**Задание:**
Выпишите дословно строки, начиная со строки, в которой есть «task | put a marker on each instance of the safety», и заканчивая строкой, в которой есть «x=1127, y=301», включая обе.

——

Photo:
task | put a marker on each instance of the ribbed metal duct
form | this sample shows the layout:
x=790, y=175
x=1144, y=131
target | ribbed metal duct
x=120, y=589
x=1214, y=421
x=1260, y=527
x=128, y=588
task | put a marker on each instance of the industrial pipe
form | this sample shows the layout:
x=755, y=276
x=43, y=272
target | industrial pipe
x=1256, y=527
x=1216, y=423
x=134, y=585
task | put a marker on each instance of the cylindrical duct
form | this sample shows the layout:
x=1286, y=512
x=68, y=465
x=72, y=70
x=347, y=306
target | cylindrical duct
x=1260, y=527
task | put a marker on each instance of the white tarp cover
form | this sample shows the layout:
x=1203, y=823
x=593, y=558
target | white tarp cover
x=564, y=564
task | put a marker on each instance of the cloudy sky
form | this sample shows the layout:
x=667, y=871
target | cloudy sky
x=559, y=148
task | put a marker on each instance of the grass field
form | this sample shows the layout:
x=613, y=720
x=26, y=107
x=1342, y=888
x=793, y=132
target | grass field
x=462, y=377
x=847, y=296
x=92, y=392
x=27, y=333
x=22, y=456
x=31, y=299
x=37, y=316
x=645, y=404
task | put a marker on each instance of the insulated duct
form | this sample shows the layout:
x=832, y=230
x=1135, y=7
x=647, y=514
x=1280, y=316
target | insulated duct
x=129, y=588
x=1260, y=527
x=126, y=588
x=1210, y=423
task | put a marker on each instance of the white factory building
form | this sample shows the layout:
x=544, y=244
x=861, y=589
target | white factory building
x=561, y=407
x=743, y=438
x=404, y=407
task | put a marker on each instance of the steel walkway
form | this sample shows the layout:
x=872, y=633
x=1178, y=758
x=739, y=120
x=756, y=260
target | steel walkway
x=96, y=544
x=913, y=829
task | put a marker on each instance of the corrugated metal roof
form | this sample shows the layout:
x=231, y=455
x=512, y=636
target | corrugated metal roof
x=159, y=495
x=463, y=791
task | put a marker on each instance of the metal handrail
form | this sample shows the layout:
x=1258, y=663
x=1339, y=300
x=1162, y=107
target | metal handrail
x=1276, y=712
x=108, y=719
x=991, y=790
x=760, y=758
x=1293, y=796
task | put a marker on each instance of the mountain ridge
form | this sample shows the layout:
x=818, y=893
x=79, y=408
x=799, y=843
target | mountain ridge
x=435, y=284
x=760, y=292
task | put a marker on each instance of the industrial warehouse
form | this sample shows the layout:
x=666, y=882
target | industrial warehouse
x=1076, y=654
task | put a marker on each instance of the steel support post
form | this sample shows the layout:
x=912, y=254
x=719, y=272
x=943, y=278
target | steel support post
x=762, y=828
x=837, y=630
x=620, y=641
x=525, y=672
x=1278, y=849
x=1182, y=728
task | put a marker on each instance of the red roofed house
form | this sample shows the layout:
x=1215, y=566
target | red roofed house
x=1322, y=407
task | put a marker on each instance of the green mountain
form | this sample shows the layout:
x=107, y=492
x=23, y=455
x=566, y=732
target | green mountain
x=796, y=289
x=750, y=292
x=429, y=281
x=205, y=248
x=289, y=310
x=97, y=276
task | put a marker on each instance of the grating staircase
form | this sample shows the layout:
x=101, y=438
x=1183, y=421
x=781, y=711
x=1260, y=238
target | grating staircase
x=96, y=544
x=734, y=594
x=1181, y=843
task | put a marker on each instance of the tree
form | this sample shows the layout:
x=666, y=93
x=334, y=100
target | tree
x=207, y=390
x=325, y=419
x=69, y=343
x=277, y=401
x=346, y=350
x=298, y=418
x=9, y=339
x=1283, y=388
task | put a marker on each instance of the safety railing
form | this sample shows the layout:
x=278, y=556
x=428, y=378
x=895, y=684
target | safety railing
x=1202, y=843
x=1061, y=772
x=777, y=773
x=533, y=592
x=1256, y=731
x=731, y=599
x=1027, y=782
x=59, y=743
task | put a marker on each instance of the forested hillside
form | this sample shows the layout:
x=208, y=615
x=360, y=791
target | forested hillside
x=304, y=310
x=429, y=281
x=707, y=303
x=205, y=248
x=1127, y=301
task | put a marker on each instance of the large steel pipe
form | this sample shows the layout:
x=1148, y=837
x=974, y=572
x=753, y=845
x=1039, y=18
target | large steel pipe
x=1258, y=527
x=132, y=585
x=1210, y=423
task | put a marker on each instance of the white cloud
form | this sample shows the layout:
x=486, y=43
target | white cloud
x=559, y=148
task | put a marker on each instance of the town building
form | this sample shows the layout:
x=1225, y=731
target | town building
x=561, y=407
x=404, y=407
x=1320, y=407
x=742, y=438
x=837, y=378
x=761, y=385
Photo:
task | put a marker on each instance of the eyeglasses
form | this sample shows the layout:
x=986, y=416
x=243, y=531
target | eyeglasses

——

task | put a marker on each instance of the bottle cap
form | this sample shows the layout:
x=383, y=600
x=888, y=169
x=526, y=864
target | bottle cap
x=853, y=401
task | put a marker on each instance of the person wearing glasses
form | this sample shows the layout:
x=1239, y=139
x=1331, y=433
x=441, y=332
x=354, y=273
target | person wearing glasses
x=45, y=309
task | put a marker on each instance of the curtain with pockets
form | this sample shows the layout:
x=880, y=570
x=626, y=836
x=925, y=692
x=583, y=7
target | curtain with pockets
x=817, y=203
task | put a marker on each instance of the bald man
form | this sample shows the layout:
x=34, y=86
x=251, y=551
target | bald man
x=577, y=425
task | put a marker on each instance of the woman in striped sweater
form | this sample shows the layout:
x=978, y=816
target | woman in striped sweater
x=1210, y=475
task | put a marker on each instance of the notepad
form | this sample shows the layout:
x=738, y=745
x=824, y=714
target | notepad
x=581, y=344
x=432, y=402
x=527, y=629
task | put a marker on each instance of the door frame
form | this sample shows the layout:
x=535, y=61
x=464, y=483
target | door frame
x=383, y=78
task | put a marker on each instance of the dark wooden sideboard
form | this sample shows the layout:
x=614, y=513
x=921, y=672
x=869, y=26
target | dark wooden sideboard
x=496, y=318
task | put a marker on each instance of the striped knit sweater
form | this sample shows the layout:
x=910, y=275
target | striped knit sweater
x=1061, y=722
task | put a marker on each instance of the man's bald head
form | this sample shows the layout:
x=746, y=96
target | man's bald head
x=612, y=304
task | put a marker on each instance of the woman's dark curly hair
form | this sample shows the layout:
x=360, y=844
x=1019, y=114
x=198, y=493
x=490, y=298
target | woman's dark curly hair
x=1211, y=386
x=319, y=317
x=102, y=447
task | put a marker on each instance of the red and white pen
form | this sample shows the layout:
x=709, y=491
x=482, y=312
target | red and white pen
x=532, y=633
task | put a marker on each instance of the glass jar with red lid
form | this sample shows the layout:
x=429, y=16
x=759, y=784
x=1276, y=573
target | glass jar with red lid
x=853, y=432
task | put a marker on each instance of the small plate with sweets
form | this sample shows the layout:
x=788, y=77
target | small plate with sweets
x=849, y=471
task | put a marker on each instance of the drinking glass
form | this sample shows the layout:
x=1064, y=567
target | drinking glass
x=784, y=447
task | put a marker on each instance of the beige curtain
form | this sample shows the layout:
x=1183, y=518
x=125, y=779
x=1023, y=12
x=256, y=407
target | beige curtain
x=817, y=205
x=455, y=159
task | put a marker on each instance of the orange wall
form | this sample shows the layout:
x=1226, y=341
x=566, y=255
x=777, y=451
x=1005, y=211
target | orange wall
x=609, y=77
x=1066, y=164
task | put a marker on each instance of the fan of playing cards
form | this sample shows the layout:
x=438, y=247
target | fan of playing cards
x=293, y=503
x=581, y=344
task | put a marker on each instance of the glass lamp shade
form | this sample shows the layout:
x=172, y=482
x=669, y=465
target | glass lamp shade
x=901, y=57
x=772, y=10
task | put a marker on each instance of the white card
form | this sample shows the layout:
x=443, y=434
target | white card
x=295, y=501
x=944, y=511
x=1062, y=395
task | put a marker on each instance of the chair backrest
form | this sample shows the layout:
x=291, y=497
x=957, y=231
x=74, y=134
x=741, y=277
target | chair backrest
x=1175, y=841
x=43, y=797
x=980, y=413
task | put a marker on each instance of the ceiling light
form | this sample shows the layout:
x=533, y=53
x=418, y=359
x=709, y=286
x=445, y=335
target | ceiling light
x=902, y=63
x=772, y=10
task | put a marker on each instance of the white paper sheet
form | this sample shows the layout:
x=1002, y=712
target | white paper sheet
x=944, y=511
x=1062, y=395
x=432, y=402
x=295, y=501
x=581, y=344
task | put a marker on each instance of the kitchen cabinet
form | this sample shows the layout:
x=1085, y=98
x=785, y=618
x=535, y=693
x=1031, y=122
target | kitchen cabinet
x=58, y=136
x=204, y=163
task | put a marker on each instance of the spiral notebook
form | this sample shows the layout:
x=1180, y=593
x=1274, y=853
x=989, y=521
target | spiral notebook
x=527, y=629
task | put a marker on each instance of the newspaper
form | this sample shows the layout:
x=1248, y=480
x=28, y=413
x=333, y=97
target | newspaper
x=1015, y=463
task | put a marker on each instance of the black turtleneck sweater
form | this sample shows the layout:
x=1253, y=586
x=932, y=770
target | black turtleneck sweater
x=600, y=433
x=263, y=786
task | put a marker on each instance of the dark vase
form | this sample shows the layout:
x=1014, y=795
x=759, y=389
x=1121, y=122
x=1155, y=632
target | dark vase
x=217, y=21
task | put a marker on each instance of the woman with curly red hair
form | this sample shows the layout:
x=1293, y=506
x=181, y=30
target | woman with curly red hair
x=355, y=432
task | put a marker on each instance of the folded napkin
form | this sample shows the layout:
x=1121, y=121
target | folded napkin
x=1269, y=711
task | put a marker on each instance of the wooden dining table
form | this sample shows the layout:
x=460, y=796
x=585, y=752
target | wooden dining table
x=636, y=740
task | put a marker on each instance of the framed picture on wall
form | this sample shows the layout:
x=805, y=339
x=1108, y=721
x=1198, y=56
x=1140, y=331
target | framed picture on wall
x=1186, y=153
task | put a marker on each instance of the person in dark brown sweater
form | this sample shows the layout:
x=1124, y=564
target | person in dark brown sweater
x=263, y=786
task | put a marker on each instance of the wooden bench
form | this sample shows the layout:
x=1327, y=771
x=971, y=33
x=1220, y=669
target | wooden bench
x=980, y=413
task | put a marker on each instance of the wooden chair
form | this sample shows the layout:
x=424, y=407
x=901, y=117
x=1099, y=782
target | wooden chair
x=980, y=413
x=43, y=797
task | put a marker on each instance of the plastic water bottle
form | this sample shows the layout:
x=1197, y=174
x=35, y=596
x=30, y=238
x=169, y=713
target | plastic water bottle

——

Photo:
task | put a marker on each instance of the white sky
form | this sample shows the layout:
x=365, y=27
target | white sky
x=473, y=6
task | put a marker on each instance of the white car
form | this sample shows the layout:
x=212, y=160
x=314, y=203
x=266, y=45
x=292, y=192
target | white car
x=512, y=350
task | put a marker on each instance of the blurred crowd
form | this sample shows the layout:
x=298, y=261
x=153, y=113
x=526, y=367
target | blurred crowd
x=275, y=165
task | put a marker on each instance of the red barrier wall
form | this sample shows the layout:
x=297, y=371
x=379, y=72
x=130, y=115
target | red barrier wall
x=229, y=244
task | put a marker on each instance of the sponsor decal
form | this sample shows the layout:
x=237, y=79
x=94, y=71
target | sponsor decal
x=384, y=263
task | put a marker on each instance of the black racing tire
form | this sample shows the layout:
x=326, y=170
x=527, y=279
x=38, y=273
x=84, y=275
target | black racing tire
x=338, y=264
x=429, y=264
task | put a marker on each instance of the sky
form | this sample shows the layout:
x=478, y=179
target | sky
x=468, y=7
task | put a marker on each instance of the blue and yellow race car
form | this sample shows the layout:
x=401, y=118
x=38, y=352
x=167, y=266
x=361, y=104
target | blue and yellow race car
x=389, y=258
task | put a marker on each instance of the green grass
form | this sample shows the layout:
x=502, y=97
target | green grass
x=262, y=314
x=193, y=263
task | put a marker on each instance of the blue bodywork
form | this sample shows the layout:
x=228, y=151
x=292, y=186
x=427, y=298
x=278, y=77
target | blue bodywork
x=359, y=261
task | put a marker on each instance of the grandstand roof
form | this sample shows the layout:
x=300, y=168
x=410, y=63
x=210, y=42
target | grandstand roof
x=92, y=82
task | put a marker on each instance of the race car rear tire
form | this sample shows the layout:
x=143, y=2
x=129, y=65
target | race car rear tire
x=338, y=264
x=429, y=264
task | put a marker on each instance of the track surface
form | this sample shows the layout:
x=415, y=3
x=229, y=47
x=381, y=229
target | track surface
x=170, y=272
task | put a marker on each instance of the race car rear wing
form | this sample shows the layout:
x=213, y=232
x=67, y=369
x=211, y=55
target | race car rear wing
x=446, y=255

——

**Ответ к заданию:**
task | put a marker on each instance of the safety railing
form | this sample shows the layout:
x=278, y=556
x=428, y=378
x=895, y=684
target | safety railing
x=1202, y=843
x=1061, y=772
x=777, y=773
x=533, y=592
x=1256, y=731
x=731, y=599
x=1027, y=782
x=59, y=743
task | put a marker on each instance of the forested hillside
form | this sample shows the layout:
x=208, y=615
x=360, y=791
target | forested hillside
x=304, y=310
x=429, y=281
x=707, y=303
x=205, y=248
x=1127, y=301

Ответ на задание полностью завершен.